*** Block opens ***
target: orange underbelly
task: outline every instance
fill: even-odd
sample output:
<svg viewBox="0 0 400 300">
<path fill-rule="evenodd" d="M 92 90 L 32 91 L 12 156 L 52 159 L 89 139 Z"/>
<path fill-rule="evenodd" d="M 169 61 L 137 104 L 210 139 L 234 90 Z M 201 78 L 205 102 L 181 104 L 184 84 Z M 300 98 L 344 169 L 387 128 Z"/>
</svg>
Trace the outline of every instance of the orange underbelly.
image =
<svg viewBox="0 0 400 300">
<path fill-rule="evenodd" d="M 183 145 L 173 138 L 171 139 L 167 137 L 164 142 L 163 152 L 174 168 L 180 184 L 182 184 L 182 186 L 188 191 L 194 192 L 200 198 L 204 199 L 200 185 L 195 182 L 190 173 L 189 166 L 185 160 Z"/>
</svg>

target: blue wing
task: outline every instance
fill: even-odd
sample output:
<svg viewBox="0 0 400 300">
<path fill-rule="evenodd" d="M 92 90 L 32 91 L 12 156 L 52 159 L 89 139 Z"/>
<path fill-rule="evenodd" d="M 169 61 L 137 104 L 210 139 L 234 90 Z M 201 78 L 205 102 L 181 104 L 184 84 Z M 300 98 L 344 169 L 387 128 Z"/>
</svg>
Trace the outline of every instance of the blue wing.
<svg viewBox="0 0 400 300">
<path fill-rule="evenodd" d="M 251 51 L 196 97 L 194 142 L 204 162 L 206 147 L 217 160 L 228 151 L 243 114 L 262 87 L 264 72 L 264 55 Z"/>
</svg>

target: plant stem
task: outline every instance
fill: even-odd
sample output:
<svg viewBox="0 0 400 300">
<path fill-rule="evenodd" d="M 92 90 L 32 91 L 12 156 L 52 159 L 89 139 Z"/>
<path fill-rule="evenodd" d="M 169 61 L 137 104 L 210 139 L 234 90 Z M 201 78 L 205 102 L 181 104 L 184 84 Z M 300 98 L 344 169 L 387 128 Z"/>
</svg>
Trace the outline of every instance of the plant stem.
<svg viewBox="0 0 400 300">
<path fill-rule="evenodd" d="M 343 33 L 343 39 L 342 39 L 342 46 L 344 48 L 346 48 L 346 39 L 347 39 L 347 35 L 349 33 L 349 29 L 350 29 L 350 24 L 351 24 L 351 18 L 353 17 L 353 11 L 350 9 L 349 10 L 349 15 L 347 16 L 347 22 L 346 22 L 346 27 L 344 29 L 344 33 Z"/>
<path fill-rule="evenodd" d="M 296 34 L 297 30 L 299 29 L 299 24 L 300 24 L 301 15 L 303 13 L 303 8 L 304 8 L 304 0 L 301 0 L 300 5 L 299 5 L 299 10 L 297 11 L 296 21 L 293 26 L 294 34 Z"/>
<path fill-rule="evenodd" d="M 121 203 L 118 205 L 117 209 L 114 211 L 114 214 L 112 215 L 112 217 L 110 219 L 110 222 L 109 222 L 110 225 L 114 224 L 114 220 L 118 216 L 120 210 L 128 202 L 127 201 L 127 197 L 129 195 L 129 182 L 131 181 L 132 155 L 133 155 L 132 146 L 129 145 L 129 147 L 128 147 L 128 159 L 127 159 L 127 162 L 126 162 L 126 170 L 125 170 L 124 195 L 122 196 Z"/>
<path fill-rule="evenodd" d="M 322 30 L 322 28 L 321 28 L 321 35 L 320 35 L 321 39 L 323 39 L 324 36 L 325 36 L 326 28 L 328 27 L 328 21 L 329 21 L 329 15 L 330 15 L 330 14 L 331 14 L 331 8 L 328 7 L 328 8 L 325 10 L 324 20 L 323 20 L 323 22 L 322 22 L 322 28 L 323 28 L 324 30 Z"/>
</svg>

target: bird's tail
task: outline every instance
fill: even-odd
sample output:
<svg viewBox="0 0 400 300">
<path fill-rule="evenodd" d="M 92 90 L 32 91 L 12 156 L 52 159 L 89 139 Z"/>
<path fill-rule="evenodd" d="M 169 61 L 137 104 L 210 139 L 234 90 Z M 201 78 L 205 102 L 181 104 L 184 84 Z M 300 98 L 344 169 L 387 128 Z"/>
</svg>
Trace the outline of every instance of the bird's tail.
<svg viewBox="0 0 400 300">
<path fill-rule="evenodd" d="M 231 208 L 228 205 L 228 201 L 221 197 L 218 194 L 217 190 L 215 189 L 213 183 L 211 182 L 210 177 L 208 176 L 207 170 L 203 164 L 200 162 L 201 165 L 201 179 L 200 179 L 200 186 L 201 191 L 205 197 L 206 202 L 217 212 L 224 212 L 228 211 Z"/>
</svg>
*** Block closes ***
◆ YOUR INSTRUCTIONS
The number alone, please: how many lines in the data contain the string "target"?

◆ EXERCISE ANSWER
4